課題 →
下の事業リスクに関する抜粋に基づき、次の問いに答えてください。
(a) 大型の公共事業案件で、施設建設後に事業専任会社(SPC)が行う運転維持管理の期間は何年間程度か。
(b) 海外取引先との適切な契約締結のため、誰のアドバイスを受けているか。
(c) 子会社等が設備投資を行って展開している事業を二つ挙げよ。

ページ抜粋 →

□ □ □ □

当社グループの事業の状況、経理の状況等に関する事項のうち、投資者の判断に重要な影響を及ぼす可能性のある事項は、次のとおりであります。
なお、文中の将来に関する事項は、当連結会計年度末において当社グループが判断したものであります。
(1) 主力事業のリノベーション、海外展開・新規事業での着実なビジネスの拡大に関連する事項
① 国内事業
・公共工事が売上の重要な割合を占めており、公共投資動向の変化や入札参加資格の要件(工事実績、技術、人材、安全成績等)を満たす必要があり、市場動向に注視するとともに、コンプライアンス体制の強化、安全衛生、品質保証、環境保全への取り組みについては、常時、意識すべき経営課題と認識しております。公共工事、建設工事は、資格の保有が要件とされることが大半であり、人材確保、人材育成も重要な課題であります。それらの課題解決に取組んでまいります。
・建設案件は、環境負荷低減等に対して求められる技術水準が高度化しており、対応する必要があるものの、開発や技術検証にコスト負担が大きく、また、競合他社との競争も加わるなか、設備納入のみならず、設備納入後の施設を安定的に運転維持管理するアフターサービスの充実を図り、長期間に亘り、収益を獲得することが重要となっており、その取組みを継続して強化してまいります。
② 海外事業
・海外市場における事業展開は、各国の情勢、法規制変化、為替変動などが業績に大きく影響し、また、大型プロジェクトにおいては、実施体制の不備等がコストアップ要因につながります。案件を推進するうえで、ベンダーの特性把握及び選定基準の整備、並びに対応要員の育成への注力が課題となっております。その他、海外プロジェクト特有のリスク対応力を備える必要があり強化してまいります。
・海外関係会社等で現地要員を雇用しておりますが、定着して業務をするためには、各国慣習等に見合った就業管理やコミュニケーションが重要であります。様々な意見を取り入れながら、相応しい制度作りが重要と考えており、取組んでまいります。
・海外取引先との契約は、商取引上で考慮すべき事項が多いなか、極めて慎重に対応する必要があり、現地の法律専門家等のアドバイスを受け、適切な契約の締結に留意しております。
③ 子会社等が実施する事業
・廃棄物処理の最終処分場運営や木質バイオマス発電事業について設備投資を行って展開しておりますが、法規制の変化、市場環境の変化、許可等の継続取得などが、今後の事業継続に大きく影響します。子会社が立地している状況のほか、当社グループにおいて、全体観をもって留意しております。
・大型の公共事業案件は、施設建設後、当該施設の20年間程度の運転維持管理を特定の事業専任会社(SPC)を設立出資して、実施というケースが増加しております。各々のSPCが一法人として運営する必要があり、当社グループの内部統制の充実を図ってまいります。
④ 資機材調達コストの変動
・市況環境の変化等による需給バランスの変化、特に海外調達品は、逐次情報入手が必要であります。また、労働市場を含め市場価格・調達価格の変動に留意する必要があります。

□ □ □ □

提供データ →
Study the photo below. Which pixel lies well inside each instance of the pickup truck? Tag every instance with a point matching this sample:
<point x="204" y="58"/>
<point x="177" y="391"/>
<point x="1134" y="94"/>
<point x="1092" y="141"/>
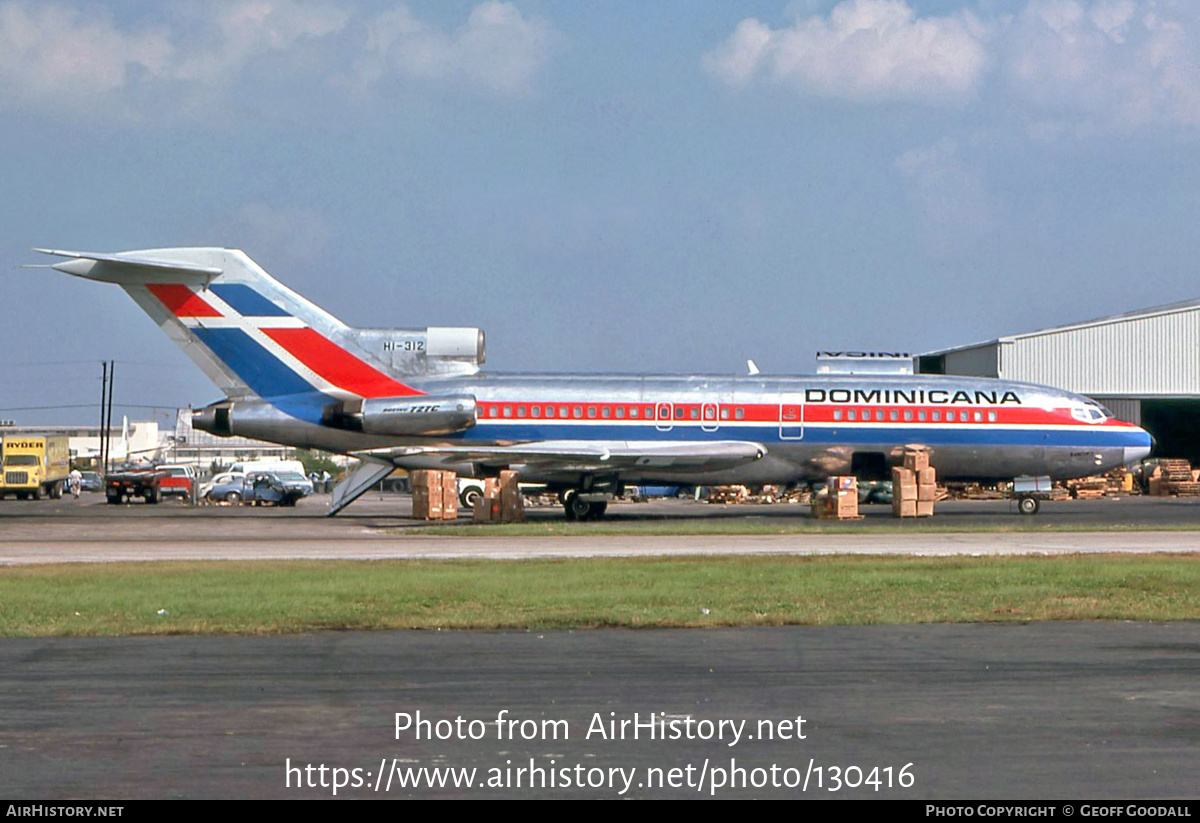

□ □ □ □

解答 →
(a) 20年間程度
(b) 現地の法律専門家等
(c) 廃棄物処理の最終処分場運営、木質バイオマス発電事業